* **Testo del documento**
▼

L'intervista

Serracchiani: "Zingaretti non rinunci alla collegialità. Renzi ha fatto cose buone"

Il congresso, il ruolo delle donne, il bivio del segretario

Carmelo Caruso

"Serve un congresso ma non dividiamoci sempre su identità. Zingaretti tenga il Pd unito. Orlando non serve che si dimetta. La stagione di Renzi è stata riformista. Non va fatta caricatura". Parla Debora Serracchiani, tra le possibili vicesegretarie del partito

Roma. Scacciamo subito l’ansia da notizia. Debora Serracchiani, sarà lei la prossima vicesegretaria del Pd? “Il mio nome circola sempre e in qualsiasi circostanza. Mi fa piacere ma qui l’unica buona notizia è un’altra. C’è la voglia di allargare alle donne la segreteria. E’ un tema politico e non solamente una rivendicazione femminile. Non è il posto che una donna avrà nell’esecutivo del Pd a essere rilevante, ma il posto che il paese vuole dare alle donne a essere decisivo”. Dicono che Nicola Zingaretti voglia dare quel “posto” a una donna della minoranza, forse a una donna di Base Riformista, o forse fare di testa sua e assegnare l’incarico a una donna della sua area. In questo partito è esplosa anche la geografia. Lei è di Base Riformista o appartiene a un’altra nazionalità interna? “Io ho una mia autonomia. All’ultimo congresso ho votato Maurizio Martina. Come vede, finiamo sempre a parlare di correnti e a trascurare il mondo che ci gira intorno. Con il governo Draghi è cambiato tutto e ho come l’impressione che il partito non lo abbia ancora compreso”.

▲

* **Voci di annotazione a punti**
▼

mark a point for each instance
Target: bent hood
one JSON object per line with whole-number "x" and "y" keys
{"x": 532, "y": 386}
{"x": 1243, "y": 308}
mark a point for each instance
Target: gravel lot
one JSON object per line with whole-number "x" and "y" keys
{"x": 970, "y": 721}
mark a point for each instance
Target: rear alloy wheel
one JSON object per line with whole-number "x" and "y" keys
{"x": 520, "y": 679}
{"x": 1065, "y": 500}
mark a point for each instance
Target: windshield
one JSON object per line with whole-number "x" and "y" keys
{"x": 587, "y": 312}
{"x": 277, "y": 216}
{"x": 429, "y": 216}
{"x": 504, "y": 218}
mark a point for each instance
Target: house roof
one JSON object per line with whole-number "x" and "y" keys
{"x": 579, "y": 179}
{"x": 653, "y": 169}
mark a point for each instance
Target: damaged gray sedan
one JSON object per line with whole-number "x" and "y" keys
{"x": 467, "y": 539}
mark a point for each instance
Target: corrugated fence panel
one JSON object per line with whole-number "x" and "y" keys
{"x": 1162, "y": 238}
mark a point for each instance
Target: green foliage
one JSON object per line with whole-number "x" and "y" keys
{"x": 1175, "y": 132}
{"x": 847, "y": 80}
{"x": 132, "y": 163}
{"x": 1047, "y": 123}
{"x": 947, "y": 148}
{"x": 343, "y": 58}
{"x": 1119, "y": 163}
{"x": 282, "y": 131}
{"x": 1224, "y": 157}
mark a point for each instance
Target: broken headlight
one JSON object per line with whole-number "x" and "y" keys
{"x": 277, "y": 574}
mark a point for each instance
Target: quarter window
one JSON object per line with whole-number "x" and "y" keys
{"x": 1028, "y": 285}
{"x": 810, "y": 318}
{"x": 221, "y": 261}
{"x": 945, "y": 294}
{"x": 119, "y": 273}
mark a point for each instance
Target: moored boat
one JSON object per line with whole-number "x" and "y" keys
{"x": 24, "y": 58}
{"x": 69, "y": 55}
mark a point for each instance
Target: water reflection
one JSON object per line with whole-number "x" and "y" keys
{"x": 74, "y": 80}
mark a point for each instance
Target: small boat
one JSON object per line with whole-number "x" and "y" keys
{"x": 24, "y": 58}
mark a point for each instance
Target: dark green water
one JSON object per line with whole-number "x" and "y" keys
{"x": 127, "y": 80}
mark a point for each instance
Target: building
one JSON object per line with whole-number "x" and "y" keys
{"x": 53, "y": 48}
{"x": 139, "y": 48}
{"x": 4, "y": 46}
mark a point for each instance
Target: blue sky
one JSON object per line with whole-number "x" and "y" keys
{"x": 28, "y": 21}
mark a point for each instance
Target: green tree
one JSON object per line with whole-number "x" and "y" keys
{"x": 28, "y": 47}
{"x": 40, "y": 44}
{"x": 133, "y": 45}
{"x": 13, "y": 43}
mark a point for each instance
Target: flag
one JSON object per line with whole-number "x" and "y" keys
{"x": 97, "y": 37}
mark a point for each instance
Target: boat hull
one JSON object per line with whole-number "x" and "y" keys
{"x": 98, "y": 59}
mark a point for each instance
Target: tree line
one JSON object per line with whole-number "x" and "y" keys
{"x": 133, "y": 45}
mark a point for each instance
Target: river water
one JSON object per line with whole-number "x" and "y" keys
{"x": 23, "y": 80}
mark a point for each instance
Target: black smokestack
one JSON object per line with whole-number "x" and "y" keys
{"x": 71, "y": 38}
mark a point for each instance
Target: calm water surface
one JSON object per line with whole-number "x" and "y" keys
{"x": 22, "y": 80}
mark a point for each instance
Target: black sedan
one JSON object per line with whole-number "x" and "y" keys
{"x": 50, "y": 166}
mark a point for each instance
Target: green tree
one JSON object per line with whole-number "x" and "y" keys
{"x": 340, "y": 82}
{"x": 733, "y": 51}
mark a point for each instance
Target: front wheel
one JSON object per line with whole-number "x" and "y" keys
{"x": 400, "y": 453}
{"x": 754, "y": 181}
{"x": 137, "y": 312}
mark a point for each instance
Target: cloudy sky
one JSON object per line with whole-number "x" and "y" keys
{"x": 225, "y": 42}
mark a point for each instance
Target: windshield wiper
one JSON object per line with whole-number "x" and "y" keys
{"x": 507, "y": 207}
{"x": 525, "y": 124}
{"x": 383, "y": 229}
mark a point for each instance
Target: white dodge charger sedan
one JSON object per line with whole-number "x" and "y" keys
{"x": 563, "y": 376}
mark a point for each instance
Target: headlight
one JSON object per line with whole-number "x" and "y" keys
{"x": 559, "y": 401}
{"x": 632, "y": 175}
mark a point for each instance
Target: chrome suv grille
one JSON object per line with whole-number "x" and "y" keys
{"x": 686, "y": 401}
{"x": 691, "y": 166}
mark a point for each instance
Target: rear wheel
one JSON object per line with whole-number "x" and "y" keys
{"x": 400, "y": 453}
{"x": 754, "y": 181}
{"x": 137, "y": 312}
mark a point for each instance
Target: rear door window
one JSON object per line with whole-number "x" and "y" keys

▲

* **Cosa fare**
A - Secondo l'intervista, chi ha votato Debora Serracchiani all'ultimo congresso?
B - Estrai dalle voci ogni riga che contiene la parola "boat", tenendo conto di maiuscole e minuscole.
Il testo e le voci non hanno alcun legame tra loro.

* **Risposte**
A - Maurizio Martina.

B -
Target: moored boat
Target: small boat
Target: boat hull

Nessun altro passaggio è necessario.